[start]

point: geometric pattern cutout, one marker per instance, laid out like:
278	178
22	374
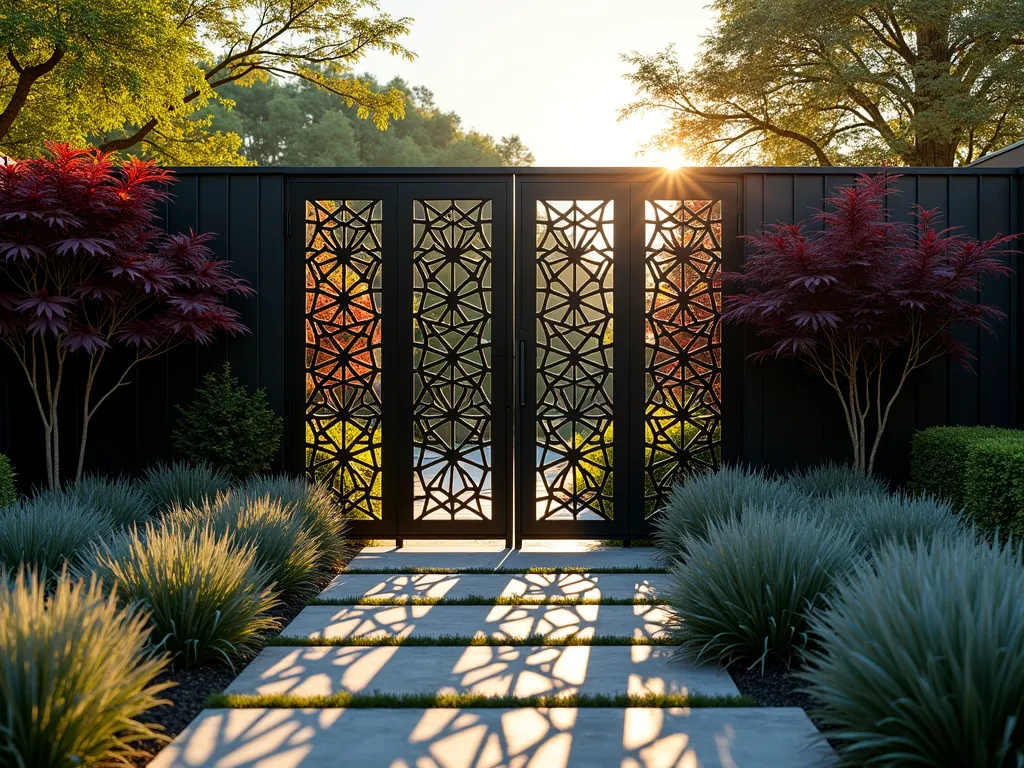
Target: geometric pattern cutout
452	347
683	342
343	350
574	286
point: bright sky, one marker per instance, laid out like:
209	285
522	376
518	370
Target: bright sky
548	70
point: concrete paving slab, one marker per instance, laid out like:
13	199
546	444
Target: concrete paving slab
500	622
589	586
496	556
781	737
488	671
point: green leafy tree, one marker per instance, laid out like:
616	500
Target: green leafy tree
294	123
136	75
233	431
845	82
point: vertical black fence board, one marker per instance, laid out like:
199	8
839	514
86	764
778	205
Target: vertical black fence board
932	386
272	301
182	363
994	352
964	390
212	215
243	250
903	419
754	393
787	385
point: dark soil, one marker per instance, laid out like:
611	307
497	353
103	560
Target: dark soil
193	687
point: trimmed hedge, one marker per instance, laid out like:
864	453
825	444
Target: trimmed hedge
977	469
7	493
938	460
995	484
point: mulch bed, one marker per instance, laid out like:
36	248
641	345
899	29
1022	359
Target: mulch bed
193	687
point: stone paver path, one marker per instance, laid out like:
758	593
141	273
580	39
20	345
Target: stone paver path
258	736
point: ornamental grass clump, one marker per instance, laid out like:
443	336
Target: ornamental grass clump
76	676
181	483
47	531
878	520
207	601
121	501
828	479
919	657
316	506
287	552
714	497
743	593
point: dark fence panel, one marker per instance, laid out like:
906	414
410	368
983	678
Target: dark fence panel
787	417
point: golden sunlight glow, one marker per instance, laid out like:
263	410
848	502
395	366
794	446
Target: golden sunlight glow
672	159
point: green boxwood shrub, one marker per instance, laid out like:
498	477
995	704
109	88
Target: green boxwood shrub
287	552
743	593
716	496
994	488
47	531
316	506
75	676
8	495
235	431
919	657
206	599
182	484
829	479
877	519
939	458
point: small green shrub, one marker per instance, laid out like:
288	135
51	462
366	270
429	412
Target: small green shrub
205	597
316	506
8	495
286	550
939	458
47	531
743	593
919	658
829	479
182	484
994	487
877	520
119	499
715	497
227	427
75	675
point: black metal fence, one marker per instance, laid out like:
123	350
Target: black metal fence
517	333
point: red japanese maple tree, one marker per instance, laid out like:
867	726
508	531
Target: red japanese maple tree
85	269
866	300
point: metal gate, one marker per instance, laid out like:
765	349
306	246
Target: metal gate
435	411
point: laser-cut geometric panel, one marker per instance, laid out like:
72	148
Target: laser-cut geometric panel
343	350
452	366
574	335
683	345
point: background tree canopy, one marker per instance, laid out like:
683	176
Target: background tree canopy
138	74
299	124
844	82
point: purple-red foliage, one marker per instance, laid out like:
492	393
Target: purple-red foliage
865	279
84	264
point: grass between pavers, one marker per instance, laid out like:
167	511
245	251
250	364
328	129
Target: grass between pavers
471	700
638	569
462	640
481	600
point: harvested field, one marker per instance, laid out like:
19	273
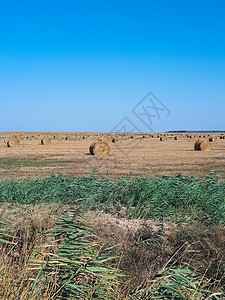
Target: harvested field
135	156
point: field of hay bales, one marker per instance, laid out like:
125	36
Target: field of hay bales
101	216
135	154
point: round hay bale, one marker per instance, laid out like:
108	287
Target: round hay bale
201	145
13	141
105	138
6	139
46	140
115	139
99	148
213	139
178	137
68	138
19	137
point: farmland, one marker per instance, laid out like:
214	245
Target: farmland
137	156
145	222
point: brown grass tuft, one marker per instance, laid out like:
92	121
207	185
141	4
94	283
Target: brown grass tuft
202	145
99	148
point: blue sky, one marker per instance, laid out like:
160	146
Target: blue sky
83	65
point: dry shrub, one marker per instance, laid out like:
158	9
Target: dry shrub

[end]

What is being asked: Reproduce without alteration everything from the line containing "point: dry shrub, one" down to the final line of the items above, including both of those lines.

Output for this exercise:
point: dry shrub, one marker per instance, laid out like:
158	9
Target: dry shrub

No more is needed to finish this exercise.